→ **WHAT YOU HAVE TO DO**
Count the lines below that contain the string "foam", treating uppercase and lowercase as different, and reply with only that number.

→ **MATERIAL SUPPLIED**
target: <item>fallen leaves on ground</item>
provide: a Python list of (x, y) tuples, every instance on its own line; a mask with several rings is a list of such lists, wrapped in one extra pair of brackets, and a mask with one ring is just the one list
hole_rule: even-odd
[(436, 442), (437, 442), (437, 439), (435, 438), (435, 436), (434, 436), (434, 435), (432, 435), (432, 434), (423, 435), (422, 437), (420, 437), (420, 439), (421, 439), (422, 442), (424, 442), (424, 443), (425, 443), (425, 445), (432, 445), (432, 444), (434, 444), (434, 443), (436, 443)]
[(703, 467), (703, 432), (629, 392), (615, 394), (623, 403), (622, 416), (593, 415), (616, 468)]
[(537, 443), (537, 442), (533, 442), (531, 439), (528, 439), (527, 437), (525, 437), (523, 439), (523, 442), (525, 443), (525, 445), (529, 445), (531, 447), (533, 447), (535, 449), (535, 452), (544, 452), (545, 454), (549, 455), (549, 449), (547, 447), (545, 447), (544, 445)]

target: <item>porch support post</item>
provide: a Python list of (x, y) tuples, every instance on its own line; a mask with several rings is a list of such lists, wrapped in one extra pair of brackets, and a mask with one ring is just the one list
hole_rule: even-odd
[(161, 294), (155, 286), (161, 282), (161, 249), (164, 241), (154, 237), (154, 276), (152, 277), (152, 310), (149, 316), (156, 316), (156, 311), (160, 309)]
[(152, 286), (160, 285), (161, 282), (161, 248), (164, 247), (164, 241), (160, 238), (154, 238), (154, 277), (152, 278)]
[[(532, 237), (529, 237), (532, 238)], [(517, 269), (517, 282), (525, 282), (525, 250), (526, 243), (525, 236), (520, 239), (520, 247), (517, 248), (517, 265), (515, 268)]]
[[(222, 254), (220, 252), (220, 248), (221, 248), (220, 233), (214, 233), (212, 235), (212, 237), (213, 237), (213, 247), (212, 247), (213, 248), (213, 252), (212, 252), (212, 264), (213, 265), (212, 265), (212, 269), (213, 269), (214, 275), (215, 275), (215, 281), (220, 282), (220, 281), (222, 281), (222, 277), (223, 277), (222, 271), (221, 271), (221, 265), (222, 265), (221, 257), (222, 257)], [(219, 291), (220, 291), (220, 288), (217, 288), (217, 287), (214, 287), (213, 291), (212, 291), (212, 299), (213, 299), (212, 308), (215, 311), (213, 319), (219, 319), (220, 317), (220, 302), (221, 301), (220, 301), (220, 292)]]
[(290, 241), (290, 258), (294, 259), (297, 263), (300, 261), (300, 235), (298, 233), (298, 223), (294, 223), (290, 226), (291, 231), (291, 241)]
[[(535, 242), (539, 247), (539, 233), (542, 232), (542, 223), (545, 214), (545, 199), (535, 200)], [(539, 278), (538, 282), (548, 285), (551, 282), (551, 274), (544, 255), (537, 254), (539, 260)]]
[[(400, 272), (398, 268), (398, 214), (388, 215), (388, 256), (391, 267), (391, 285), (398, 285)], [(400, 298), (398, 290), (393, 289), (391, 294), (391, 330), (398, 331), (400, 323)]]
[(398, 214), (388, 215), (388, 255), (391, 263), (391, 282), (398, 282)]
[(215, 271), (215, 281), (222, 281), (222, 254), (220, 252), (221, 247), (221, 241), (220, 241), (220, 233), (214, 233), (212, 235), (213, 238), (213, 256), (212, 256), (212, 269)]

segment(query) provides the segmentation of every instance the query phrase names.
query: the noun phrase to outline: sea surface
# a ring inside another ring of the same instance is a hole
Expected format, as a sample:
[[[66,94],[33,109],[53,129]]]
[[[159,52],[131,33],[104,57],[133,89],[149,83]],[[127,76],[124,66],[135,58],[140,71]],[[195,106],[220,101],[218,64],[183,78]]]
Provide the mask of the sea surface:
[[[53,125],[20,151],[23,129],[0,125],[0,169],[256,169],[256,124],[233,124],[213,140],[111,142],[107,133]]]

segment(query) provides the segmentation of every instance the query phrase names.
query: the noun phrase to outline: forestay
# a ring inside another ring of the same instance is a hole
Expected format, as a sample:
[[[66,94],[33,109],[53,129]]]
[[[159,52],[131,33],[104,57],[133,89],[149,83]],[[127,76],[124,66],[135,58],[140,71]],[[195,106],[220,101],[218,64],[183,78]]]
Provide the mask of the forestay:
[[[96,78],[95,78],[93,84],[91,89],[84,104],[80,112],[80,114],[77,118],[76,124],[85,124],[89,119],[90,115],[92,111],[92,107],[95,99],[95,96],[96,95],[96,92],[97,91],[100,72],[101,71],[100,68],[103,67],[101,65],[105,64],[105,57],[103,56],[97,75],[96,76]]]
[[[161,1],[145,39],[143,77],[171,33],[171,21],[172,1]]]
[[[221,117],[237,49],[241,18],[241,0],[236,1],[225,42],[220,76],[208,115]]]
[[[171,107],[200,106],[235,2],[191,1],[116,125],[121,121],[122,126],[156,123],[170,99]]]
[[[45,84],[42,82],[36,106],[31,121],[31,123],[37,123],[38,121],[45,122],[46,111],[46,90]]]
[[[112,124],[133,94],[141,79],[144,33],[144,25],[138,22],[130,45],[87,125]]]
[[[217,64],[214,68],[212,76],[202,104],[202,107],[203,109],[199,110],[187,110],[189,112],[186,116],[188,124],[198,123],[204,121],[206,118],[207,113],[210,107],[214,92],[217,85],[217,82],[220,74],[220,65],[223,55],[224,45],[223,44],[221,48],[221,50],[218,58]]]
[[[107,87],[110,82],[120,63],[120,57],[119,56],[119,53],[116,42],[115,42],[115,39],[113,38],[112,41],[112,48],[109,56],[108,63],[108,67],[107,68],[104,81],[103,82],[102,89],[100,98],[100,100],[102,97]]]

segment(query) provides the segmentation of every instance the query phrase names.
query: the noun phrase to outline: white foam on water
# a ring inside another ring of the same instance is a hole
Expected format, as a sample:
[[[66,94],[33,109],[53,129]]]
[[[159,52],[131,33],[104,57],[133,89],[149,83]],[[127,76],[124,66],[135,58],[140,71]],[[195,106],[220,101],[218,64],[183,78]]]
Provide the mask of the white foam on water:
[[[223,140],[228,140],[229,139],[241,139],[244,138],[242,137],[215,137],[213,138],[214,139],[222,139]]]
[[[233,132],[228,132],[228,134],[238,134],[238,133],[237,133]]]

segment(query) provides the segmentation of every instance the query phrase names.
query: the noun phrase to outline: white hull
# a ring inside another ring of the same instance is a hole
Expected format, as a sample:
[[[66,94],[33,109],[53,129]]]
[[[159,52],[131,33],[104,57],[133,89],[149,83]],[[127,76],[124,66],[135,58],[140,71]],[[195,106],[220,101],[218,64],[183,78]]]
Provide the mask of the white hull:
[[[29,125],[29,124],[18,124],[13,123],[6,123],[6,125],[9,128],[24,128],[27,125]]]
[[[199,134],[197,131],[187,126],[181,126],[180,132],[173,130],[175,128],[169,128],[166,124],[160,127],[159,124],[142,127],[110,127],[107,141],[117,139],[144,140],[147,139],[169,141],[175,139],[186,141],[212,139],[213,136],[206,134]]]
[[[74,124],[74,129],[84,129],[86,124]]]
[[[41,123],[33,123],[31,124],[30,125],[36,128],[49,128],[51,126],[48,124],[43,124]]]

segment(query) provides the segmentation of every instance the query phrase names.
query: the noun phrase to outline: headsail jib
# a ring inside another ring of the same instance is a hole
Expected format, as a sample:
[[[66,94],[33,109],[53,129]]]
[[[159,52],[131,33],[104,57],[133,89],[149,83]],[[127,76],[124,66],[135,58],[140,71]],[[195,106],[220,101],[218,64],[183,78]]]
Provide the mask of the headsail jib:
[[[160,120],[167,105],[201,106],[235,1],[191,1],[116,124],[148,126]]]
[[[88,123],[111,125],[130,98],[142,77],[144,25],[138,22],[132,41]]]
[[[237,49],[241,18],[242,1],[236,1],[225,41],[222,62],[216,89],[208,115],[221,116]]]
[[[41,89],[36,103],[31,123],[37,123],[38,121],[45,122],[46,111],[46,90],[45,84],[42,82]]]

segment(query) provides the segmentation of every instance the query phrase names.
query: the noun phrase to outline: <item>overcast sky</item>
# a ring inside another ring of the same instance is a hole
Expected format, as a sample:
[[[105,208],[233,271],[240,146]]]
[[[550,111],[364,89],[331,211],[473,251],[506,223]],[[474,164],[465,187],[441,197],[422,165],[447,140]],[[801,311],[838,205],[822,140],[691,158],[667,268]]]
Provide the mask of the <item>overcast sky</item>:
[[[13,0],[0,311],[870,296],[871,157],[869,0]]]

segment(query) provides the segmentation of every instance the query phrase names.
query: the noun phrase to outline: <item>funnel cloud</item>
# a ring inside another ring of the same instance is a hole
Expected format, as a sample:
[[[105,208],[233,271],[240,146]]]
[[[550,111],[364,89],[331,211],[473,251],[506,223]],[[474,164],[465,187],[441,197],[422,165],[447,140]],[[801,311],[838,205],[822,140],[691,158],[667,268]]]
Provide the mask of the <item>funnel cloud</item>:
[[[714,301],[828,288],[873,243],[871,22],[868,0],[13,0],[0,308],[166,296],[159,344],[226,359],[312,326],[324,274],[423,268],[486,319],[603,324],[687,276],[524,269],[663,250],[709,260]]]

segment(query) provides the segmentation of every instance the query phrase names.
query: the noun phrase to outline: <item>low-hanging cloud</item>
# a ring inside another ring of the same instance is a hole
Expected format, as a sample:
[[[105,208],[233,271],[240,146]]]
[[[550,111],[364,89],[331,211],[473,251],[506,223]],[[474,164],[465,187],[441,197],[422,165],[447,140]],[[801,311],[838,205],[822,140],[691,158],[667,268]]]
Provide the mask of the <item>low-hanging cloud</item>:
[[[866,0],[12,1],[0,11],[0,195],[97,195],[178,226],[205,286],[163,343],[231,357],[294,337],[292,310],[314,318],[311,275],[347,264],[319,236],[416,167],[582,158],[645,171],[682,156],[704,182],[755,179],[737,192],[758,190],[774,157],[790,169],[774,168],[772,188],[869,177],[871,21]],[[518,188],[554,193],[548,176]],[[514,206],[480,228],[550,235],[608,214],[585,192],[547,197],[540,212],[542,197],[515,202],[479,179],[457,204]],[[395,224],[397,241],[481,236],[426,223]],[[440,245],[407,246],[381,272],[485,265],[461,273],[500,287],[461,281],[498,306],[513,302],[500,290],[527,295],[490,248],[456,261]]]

→ **RESPONSE TO THE TASK**
2